__Required work__: Turn the lines of the entries, from the one containing "target | field of yellow flowers" through the last line, into a numbered list, dropping any blank lines.

A run of entries:
________

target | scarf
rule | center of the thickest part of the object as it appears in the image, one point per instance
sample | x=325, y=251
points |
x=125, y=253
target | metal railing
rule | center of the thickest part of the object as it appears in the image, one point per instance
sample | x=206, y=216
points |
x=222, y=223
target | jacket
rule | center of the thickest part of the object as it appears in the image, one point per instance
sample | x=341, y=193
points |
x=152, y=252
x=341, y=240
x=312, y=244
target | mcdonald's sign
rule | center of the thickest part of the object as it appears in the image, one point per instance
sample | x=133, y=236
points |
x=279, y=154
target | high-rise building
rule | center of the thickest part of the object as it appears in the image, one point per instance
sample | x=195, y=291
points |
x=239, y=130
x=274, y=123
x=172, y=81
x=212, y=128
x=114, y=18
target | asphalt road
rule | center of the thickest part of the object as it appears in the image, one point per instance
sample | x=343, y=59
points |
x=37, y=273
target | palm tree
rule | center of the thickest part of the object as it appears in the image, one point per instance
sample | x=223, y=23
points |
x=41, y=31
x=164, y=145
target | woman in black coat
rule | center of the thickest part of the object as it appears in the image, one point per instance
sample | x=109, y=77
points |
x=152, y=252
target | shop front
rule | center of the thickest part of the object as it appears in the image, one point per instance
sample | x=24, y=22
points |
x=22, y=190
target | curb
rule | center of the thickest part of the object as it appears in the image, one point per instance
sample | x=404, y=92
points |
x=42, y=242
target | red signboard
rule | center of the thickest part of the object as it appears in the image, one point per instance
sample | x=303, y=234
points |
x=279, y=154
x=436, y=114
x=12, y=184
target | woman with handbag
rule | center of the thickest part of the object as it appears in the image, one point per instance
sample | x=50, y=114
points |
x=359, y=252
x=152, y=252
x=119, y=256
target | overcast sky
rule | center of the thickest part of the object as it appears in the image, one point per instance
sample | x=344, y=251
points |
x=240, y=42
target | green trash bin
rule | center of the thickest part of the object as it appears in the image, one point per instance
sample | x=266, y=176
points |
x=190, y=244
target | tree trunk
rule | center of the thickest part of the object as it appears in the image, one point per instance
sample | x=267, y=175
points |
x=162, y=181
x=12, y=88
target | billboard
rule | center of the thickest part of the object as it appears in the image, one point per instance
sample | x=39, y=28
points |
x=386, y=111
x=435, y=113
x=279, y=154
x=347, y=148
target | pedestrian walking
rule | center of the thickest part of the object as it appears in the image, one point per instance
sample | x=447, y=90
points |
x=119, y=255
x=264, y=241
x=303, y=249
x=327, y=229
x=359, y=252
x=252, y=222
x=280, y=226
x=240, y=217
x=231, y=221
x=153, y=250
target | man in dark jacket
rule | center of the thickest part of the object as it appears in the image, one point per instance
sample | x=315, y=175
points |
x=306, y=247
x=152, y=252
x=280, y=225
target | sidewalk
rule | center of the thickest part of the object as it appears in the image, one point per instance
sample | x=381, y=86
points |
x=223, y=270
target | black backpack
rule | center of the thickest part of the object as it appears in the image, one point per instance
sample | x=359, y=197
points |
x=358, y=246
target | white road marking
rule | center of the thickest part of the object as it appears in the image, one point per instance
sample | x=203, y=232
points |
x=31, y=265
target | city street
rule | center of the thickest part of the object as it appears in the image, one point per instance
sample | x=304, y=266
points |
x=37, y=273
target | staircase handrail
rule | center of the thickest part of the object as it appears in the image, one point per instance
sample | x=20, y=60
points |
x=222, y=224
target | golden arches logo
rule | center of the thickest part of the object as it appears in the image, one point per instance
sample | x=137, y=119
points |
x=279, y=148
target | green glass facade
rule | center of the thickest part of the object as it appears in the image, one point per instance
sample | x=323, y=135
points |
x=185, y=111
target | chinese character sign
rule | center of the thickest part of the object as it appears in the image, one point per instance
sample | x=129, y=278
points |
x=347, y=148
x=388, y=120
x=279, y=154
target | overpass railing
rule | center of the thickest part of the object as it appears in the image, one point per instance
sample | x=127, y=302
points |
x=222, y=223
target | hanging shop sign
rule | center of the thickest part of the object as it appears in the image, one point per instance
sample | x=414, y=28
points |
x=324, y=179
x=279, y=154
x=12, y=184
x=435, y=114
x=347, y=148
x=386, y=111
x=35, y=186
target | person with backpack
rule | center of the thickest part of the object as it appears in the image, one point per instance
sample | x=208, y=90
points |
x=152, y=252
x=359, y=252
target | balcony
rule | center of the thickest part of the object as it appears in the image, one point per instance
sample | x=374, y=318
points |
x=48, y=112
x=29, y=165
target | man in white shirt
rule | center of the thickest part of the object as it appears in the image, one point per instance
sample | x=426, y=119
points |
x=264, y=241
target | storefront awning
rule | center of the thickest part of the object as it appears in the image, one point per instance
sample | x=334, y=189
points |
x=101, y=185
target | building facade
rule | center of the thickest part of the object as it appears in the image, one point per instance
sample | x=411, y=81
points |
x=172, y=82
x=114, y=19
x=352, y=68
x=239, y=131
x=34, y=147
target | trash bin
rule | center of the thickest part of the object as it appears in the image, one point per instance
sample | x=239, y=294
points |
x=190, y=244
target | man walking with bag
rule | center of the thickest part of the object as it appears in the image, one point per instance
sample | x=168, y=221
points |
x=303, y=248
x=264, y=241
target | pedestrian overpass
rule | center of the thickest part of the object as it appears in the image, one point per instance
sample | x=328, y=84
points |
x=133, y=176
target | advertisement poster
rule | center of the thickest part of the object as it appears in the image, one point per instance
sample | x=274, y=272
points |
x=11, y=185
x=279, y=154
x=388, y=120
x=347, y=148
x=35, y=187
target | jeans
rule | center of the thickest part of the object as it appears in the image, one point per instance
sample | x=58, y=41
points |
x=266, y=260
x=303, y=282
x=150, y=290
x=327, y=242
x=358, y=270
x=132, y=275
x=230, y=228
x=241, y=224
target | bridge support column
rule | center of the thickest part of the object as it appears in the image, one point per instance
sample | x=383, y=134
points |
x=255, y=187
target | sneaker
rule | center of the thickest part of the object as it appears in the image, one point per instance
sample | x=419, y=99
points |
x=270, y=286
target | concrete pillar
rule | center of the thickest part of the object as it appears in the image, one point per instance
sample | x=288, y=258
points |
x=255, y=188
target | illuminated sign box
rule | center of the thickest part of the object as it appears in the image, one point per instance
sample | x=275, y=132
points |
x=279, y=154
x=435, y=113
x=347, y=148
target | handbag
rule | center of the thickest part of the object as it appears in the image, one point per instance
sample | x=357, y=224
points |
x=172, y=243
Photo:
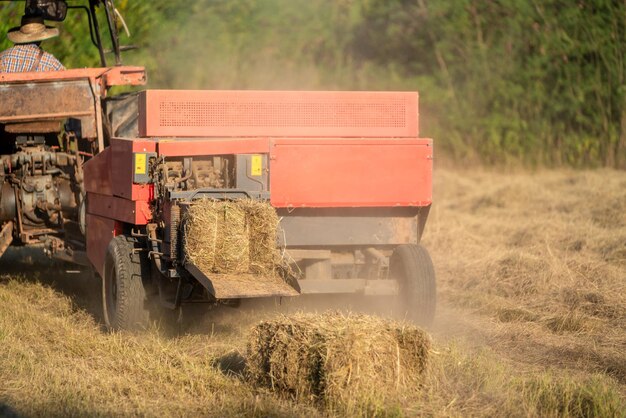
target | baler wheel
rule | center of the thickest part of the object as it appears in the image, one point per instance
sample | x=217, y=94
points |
x=412, y=266
x=123, y=292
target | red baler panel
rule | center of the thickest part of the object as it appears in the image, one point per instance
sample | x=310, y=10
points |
x=197, y=113
x=351, y=172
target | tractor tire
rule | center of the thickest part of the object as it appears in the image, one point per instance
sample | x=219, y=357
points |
x=412, y=266
x=123, y=291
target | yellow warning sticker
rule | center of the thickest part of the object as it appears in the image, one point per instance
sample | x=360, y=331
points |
x=140, y=163
x=256, y=167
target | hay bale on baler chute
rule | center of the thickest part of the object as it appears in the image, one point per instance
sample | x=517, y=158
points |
x=230, y=237
x=347, y=362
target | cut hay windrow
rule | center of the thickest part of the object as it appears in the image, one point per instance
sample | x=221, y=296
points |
x=345, y=362
x=231, y=237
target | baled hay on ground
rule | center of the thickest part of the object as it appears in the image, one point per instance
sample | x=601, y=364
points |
x=351, y=362
x=216, y=237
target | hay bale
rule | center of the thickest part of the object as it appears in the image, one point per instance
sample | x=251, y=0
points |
x=346, y=362
x=262, y=226
x=216, y=237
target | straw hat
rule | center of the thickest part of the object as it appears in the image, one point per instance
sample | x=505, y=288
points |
x=32, y=29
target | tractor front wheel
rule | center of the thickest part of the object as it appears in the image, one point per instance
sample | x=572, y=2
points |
x=412, y=266
x=123, y=292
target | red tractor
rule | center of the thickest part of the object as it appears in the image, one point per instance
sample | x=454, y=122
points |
x=103, y=181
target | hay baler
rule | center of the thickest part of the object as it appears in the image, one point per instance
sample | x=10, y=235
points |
x=346, y=172
x=105, y=181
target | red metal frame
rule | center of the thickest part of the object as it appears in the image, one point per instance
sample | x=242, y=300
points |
x=114, y=76
x=197, y=147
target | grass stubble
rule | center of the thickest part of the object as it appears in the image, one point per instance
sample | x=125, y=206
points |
x=531, y=274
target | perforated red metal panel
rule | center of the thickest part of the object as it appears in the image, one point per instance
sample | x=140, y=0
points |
x=193, y=113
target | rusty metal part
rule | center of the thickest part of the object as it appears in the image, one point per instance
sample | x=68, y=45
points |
x=173, y=227
x=57, y=248
x=33, y=127
x=49, y=100
x=6, y=237
x=235, y=286
x=8, y=205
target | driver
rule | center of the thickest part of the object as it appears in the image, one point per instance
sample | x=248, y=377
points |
x=26, y=54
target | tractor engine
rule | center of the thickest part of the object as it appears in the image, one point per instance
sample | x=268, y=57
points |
x=38, y=186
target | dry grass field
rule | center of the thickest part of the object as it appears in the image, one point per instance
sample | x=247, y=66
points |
x=531, y=319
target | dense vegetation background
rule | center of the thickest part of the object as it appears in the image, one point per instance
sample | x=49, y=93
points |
x=530, y=81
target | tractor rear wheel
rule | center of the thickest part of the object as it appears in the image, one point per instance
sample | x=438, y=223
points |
x=123, y=292
x=412, y=266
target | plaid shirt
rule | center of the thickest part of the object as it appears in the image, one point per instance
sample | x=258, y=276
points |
x=24, y=57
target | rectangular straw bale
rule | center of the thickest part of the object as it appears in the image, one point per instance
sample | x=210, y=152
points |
x=343, y=361
x=262, y=226
x=216, y=237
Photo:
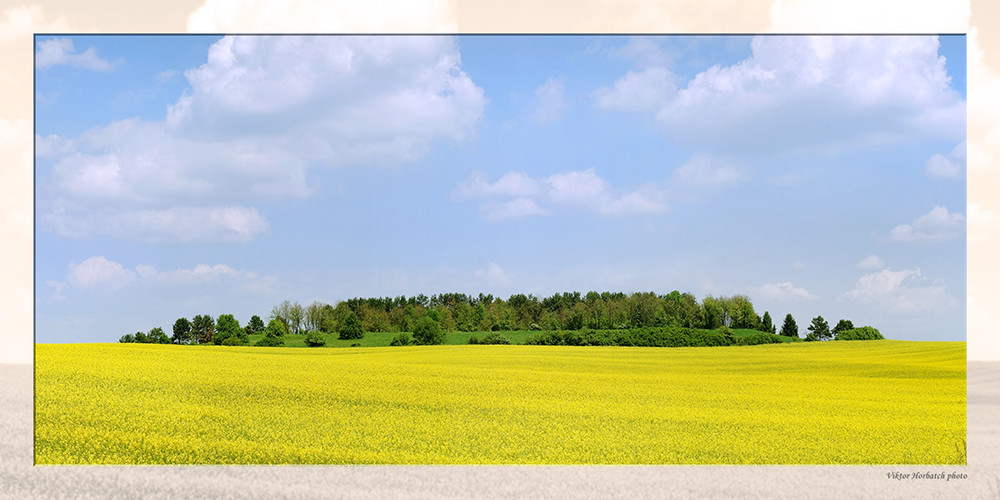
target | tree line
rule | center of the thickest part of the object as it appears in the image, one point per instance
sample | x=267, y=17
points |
x=430, y=317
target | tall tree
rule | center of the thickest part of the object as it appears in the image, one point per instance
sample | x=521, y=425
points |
x=819, y=328
x=182, y=332
x=226, y=327
x=789, y=328
x=203, y=328
x=157, y=336
x=296, y=315
x=842, y=326
x=256, y=324
x=314, y=316
x=765, y=323
x=350, y=328
x=282, y=313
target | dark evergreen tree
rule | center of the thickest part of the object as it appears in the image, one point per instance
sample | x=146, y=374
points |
x=842, y=326
x=819, y=328
x=351, y=328
x=256, y=324
x=789, y=328
x=766, y=324
x=182, y=332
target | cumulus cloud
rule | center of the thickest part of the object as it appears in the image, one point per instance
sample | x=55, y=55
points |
x=513, y=184
x=803, y=92
x=785, y=291
x=641, y=90
x=260, y=113
x=581, y=190
x=99, y=273
x=899, y=292
x=702, y=171
x=937, y=225
x=550, y=100
x=949, y=166
x=871, y=262
x=60, y=51
x=228, y=224
x=513, y=209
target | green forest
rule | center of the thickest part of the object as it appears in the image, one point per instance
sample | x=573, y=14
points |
x=570, y=318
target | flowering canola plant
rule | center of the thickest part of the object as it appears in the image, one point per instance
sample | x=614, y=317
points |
x=873, y=402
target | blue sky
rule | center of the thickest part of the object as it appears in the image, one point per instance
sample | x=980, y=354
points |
x=184, y=175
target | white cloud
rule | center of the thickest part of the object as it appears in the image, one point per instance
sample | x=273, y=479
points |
x=551, y=100
x=937, y=225
x=310, y=16
x=513, y=184
x=801, y=92
x=950, y=166
x=785, y=291
x=577, y=187
x=581, y=190
x=896, y=292
x=513, y=209
x=229, y=224
x=99, y=273
x=262, y=112
x=494, y=275
x=703, y=171
x=641, y=90
x=871, y=262
x=60, y=51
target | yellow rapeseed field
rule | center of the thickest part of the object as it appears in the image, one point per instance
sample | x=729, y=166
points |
x=873, y=402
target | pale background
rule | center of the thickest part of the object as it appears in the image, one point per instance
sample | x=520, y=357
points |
x=18, y=21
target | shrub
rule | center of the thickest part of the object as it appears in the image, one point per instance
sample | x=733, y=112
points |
x=270, y=342
x=315, y=339
x=401, y=339
x=494, y=338
x=727, y=332
x=863, y=333
x=757, y=339
x=351, y=328
x=232, y=341
x=427, y=332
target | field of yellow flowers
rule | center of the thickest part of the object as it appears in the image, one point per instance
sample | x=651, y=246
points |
x=874, y=402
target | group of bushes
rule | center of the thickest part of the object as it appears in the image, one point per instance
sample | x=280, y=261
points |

________

__Response below__:
1. target | field of yellow flowers
2. rule | center of the thickest part of the object as it appears in the image, one point per instance
3. sample | x=651, y=246
4. points |
5. x=874, y=402
6. target | group of bushes
7. rule | center of the thickest part of the object as it appears in the image, one point per instance
8. sample | x=280, y=261
9. points |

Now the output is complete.